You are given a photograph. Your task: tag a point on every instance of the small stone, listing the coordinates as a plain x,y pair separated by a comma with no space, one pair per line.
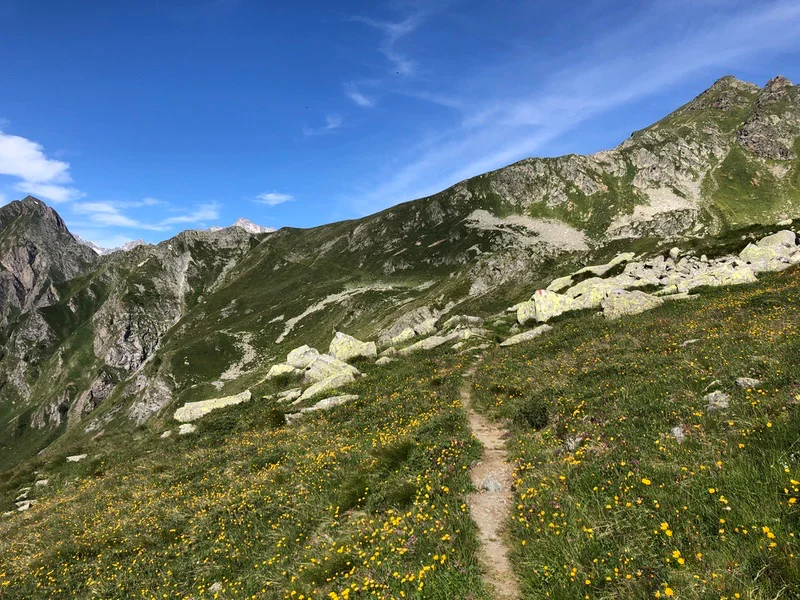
491,485
748,382
717,401
677,433
186,429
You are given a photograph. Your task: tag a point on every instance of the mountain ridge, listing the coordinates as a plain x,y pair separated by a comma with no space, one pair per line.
125,335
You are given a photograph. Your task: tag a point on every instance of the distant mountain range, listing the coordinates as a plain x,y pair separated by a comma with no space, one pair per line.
95,339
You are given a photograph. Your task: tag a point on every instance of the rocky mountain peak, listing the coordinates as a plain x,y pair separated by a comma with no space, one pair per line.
777,83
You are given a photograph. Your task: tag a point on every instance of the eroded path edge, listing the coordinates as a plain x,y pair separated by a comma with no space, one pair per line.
491,504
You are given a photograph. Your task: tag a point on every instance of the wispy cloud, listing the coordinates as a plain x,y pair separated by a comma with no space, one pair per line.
110,214
356,96
273,198
37,174
392,33
518,119
332,123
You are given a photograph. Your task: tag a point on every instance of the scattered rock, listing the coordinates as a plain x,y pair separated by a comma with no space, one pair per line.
748,382
289,395
191,411
186,429
282,370
301,357
346,348
404,336
717,401
622,303
325,404
526,336
543,306
326,385
326,366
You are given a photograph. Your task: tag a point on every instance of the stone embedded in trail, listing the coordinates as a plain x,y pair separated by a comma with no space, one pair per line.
282,370
325,366
526,336
620,303
327,385
345,347
301,357
748,382
716,401
186,429
191,411
543,306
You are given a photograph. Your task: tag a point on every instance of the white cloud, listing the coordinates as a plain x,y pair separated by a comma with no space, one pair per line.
54,193
393,32
356,96
520,119
40,176
273,198
332,123
109,214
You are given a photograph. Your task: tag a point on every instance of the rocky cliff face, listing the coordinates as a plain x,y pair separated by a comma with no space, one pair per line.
94,340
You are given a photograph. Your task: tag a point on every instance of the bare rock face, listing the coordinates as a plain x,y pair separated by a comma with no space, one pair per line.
771,130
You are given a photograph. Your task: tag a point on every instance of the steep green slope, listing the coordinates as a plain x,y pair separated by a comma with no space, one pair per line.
206,313
628,486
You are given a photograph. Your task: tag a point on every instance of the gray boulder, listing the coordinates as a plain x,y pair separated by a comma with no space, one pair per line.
345,348
620,303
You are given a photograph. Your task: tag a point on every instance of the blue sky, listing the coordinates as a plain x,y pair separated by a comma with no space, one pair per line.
140,119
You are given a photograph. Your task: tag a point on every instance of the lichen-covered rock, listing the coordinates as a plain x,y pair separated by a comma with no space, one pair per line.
404,336
326,366
462,321
620,303
526,336
560,284
301,357
326,385
543,306
186,429
427,327
325,404
191,411
345,347
282,370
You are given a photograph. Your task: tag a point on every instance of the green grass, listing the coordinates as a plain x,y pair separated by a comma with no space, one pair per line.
631,513
366,500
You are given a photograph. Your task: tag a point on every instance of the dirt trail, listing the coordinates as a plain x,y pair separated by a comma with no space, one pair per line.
490,506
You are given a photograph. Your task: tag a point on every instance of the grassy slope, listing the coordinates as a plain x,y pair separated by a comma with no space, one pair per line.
632,513
367,497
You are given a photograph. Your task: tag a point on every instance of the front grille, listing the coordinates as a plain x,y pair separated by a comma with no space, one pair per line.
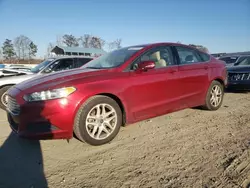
12,106
239,76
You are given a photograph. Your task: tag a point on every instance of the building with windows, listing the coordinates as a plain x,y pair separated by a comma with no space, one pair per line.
77,51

★ ★ ★ ★

[WORK REQUIRED]: Format all of the material above as a numbered list, one line per item, leaving out blank lines. Omit the pictures.

[RESPONSE BELOW]:
1. You are given a photograph. Your task: tag a point on every instance of the small stone, listing the coordinates as a plain x,y pair separated by a comma with no space, one pair per line.
2. 491,485
3. 748,382
4. 717,401
5. 677,433
6. 186,429
7. You are given a photograph. Your task: tag a point on every instance of the mountain ridge, listing the coordinates as a plain x,y pair separated by a comma with no space, one pair per line.
8. 125,335
9. You are given a photograph. Your task: tag a point on every instance of the distant mountain range, listing the coordinates as a plain x,y pair separated by a comma with no space, one pair per line.
10. 95,339
11. You are given a photograph. Your task: tag a point on every instance of the rocky mountain peak, listing the coordinates as a plain x,y pair separated by a comma with no space, one pair per line.
12. 777,83
13. You are given a photograph. Your task: tag a point on every instance of the eroded path edge, listing the coordinates as a plain x,y pair separated by a comma with no space, one pair per line.
14. 491,504
15. You are given a photograph. Your task: tag a point on every instance of the wispy cloud, listing the coordinates as a plain x,y pair separated by a comma with no space, one pair per line.
16. 110,214
17. 356,96
18. 273,198
19. 37,174
20. 392,33
21. 518,119
22. 332,123
23. You are given a photograph. Your task: tag a point on every instance of the scattered rock, listing the coordinates as a plain x,y pair separated by a comma with no space, one pair per line.
24. 748,382
25. 289,395
26. 191,411
27. 186,429
28. 282,370
29. 301,357
30. 346,348
31. 404,336
32. 717,401
33. 622,303
34. 325,404
35. 526,336
36. 543,306
37. 326,385
38. 326,366
39. You are given a photograph. Your task: tag a point on every instance of the stone embedded in trail, listing the coordinates as a plain x,y pair separated by a comma with no space, one pair per line.
40. 282,370
41. 325,366
42. 526,336
43. 620,303
44. 327,385
45. 345,347
46. 301,357
47. 748,382
48. 716,401
49. 186,429
50. 191,411
51. 543,306
52. You are given a photograph. Your task: tag a point on every instance of the white cloud, listing the coordinates as a plain x,y pair separated by a comma with no space, one pair per line.
53. 54,193
54. 393,32
55. 356,96
56. 520,119
57. 40,176
58. 273,198
59. 332,123
60. 109,214
61. You are given a photograph. Your task: tag a point on every instance of the rocky cliff face, listing the coordinates as a plain x,y pair separated by a comma with no space, one pair per line.
62. 94,340
63. You are given a photograph. Your task: tag a point on every instance of the bare rock face, listing the coordinates as a plain x,y pair separated by a comma with no space, one pair per line.
64. 771,130
65. You are given a photograph. Your task: tag a point on every instance of the steep green slope, listing the coordinates as a plain x,y pair separated by a comma with no space, one pair per line.
66. 206,313
67. 628,486
68. You are given a photograph. Your task: tag a point on every instance of the gray boulder, listing the coordinates as a plain x,y pair separated by a comma with no space, one pair per line.
69. 345,348
70. 620,303
71. You are given a photograph. Your task: tag a point on every instance of the blue sky, listing the coordinates as a plain x,y pair separated by a comma with no space, one pair per line.
72. 140,119
73. You are given a photograph. Your task: tag a point on every instance of the lichen-covered rock, listing the coordinates as a plain x,y pair separated by a comma with no space, one pair per line.
74. 404,336
75. 326,366
76. 462,321
77. 620,303
78. 526,336
79. 560,284
80. 301,357
81. 326,385
82. 543,306
83. 186,429
84. 427,327
85. 325,404
86. 191,411
87. 345,347
88. 282,370
89. You are given a photograph. Your task: tag a point on every instance of the green grass, listing the coordinates as a plain x,y pair separated by a comma with no space, one pair per line.
90. 631,513
91. 366,500
92. You are given a photograph. Your task: tag a point on every instance of the dirt trail, listing the coordinates as a plain x,y pair separated by a comma with no space, one pair per line.
93. 490,506
94. You are given a photograph. Your task: tag a point on every instance of the grassy slope, listing the coordinates as a plain x,y pair separated by a comma with no space, one pair per line.
95. 632,513
96. 367,497
97. You are given a photograph. Your task: tag a point on every instance of the front grille, listing the coordinates as a plain x,y pair separated by a comma with no space, one pair per line.
98. 12,106
99. 239,76
100. You are given a photograph. Your task: tag a point on every instance of the building with windows, listing the coordinates as a plain x,y pair separated by a comma with no space, one pair per line.
101. 77,51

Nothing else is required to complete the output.